> **WHAT YOU SHOULD DO**
After locating the line containing "Put a point on the man's" in the entries below, please write out that line and the rest through the end exactly. Omit pictures.

*** RECORDS FOR PROCESSING

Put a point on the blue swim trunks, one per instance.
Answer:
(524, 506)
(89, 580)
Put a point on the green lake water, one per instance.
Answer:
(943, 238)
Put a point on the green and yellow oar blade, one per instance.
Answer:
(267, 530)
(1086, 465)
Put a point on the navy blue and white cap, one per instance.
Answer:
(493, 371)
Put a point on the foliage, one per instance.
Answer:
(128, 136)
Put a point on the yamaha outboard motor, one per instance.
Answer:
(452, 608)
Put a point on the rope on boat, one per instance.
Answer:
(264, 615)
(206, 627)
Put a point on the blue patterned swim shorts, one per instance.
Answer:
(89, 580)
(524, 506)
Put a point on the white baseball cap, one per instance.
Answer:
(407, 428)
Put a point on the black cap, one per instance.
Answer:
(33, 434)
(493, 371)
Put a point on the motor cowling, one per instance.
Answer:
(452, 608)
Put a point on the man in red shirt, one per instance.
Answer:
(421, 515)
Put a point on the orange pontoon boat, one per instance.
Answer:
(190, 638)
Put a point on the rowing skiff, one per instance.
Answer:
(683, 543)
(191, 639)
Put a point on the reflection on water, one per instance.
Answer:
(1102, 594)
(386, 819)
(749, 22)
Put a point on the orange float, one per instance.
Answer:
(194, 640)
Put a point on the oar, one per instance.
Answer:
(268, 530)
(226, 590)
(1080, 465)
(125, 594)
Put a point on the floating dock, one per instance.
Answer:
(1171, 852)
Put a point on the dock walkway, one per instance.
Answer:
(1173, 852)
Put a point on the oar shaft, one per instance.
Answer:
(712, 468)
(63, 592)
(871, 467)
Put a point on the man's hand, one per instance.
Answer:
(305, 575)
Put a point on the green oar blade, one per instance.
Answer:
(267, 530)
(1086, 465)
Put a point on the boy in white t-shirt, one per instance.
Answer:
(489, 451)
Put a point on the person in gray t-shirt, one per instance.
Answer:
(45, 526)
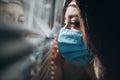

******

> **RESPONSE TO THIS EXERCISE**
Put a point on the man's hand, one per instance.
Answer:
(305, 575)
Put a point on the green oar blade, one per instance.
Answer:
(267, 530)
(1086, 465)
Put a point on the boy in white t-shirt, one per instance.
Answer:
(489, 451)
Put a point on the person in gray t-shirt, one per instance.
Answer:
(45, 526)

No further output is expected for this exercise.